Your objective —
Set out exactly every line of the entries below, starting at the line that holds "Put a point on every instance of the open" and stopping after the line that holds "Put a point on every instance of the gray".

Stored dataset items:
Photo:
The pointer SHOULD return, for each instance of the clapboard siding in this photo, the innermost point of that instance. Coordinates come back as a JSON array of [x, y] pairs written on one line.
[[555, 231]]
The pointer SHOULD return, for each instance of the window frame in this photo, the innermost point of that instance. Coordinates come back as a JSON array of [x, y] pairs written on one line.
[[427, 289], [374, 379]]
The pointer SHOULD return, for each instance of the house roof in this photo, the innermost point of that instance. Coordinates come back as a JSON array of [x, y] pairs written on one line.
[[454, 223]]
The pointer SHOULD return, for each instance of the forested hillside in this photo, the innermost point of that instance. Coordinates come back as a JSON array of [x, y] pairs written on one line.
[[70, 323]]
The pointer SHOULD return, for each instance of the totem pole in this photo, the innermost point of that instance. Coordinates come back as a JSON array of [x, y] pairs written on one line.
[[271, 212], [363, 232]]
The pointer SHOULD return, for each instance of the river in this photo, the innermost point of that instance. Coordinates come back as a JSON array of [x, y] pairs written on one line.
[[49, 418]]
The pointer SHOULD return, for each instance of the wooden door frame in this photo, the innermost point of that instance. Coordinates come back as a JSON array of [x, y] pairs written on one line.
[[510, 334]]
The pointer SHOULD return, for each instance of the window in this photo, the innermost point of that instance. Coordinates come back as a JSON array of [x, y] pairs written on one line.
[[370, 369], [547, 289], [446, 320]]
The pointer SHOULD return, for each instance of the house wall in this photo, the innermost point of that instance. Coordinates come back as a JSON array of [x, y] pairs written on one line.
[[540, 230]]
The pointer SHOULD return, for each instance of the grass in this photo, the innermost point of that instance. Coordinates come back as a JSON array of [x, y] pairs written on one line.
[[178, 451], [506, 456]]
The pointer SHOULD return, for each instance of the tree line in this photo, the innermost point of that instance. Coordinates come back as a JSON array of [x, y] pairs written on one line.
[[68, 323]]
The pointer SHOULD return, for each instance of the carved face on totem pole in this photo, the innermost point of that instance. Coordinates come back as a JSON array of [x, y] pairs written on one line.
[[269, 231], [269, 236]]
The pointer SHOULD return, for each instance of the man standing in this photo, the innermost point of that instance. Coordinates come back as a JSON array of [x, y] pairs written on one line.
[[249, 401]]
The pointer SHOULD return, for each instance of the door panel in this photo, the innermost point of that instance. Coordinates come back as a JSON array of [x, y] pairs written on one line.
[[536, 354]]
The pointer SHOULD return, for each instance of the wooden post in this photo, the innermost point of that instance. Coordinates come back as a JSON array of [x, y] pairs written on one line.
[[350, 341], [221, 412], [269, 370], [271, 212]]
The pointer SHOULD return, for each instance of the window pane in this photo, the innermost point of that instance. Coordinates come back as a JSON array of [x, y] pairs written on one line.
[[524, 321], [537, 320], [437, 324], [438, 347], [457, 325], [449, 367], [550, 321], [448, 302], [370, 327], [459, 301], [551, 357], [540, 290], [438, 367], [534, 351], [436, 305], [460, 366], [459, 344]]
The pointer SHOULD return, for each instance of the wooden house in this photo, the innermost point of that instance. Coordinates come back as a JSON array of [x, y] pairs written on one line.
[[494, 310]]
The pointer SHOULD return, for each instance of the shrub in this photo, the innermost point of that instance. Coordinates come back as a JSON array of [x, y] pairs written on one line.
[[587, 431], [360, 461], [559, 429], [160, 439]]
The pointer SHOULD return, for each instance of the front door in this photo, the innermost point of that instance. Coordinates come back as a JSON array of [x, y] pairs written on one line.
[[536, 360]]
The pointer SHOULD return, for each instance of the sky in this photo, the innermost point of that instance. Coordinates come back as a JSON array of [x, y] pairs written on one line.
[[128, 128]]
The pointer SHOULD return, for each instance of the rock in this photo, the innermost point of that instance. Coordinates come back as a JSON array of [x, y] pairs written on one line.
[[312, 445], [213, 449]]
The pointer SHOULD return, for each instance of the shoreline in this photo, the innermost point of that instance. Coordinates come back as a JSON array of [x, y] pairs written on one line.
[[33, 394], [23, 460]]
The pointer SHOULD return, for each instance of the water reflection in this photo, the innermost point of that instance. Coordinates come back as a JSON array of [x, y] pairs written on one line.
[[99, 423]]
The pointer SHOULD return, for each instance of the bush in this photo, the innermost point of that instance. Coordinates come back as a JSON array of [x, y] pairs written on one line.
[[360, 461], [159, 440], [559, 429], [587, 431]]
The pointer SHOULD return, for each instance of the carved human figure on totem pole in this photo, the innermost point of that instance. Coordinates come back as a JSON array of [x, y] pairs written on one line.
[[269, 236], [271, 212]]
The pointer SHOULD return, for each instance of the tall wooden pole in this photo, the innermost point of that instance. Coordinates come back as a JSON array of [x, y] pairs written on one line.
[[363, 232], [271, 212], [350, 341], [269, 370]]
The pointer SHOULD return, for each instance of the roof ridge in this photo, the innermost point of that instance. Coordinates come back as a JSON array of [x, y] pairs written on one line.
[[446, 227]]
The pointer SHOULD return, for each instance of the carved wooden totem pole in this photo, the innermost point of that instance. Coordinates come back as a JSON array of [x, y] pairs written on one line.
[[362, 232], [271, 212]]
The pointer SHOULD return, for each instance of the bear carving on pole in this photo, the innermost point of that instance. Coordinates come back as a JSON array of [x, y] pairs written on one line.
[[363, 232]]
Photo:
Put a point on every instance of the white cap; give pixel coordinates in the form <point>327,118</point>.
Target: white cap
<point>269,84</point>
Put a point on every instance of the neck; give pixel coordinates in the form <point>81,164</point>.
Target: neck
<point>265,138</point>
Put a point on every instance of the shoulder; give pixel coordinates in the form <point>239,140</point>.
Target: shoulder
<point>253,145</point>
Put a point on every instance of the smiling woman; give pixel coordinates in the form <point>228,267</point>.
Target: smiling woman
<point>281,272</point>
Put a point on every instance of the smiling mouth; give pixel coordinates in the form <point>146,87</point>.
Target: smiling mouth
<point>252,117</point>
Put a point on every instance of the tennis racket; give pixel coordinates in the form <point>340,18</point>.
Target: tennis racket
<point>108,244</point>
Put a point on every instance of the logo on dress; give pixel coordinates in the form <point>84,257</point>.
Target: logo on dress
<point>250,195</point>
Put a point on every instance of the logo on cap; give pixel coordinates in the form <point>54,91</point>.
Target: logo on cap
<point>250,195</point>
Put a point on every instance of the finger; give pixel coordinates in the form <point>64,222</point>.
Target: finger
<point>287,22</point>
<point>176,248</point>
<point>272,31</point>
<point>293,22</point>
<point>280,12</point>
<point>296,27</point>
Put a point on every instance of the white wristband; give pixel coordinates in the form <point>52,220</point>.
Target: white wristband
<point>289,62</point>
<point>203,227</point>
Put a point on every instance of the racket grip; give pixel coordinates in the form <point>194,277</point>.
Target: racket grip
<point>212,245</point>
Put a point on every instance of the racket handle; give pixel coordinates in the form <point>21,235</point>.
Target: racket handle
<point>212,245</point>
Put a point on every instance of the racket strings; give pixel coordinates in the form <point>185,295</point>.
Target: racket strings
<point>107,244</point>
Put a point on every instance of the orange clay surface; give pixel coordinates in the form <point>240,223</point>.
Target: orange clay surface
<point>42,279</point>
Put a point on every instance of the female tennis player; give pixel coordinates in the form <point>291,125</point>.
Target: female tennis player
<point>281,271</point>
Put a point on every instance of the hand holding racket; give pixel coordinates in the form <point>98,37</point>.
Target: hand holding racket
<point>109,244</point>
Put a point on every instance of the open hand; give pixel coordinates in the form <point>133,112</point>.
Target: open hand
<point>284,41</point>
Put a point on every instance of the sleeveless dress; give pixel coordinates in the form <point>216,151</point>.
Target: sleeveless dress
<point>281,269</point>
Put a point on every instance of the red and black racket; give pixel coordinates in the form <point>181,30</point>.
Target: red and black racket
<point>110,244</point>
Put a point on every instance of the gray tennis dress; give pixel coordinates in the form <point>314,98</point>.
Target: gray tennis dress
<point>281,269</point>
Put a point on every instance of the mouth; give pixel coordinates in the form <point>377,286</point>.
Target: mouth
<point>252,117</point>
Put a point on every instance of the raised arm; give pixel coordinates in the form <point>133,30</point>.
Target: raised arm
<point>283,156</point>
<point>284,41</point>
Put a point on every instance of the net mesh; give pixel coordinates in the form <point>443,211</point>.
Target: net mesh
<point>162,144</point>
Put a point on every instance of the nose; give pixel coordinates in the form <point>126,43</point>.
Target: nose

Answer to this exercise —
Put a point on every instance of the open hand; give pixel coordinates in the form <point>133,112</point>.
Target: open hand
<point>284,41</point>
Put a point on every instance of the sleeveless dress; give pixel coordinates in the form <point>216,151</point>.
Target: sleeveless dress
<point>281,269</point>
Put a point on every instance of the red and black racket; give pixel coordinates in the form <point>181,30</point>.
Target: red and black racket
<point>110,244</point>
Put a point on every instance of the gray tennis dress; give pixel coordinates in the form <point>314,98</point>.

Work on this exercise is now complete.